- _WORK ORDER_
Would you please return the lines of the material that contain the word "fire"?

- _EXTRACTED MATERIAL_
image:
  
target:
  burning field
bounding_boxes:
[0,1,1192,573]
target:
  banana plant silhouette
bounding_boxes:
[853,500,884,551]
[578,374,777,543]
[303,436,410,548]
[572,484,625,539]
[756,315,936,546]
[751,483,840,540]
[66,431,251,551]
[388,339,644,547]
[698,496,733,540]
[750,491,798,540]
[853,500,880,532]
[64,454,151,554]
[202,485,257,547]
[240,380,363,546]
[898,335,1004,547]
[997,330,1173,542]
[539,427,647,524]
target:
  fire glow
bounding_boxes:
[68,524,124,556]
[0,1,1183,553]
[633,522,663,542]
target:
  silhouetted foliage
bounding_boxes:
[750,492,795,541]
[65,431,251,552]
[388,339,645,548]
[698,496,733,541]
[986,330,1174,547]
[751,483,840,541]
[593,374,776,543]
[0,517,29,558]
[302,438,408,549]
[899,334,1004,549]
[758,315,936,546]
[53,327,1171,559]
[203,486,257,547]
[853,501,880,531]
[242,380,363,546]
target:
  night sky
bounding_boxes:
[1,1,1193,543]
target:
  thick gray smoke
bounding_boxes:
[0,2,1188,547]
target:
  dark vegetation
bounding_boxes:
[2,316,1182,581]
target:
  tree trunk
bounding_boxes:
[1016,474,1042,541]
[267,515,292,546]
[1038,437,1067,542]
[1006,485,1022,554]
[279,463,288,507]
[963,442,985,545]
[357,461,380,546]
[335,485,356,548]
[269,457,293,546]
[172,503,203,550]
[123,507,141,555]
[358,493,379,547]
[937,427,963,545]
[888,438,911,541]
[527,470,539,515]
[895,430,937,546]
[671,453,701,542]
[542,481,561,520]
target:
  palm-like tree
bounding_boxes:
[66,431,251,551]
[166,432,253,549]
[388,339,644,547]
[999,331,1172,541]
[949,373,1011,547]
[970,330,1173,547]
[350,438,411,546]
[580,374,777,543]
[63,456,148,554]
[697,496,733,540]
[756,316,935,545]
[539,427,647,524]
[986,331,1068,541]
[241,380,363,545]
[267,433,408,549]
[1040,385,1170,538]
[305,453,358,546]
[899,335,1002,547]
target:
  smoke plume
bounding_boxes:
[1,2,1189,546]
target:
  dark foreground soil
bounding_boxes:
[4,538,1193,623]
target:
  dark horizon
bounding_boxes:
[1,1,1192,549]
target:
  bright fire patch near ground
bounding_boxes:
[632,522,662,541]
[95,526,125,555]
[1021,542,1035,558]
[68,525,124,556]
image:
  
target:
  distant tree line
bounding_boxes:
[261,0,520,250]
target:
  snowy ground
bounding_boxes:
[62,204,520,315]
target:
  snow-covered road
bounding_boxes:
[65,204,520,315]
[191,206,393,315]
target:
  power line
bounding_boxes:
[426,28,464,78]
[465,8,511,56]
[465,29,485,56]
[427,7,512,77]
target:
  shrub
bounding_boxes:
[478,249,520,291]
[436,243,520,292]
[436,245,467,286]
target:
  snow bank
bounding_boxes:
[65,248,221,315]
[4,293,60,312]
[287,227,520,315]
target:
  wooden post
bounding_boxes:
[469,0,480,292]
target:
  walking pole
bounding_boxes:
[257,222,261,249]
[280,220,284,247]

- _PROBLEM SOLUTION_
  fire glow
  bright fire patch near ground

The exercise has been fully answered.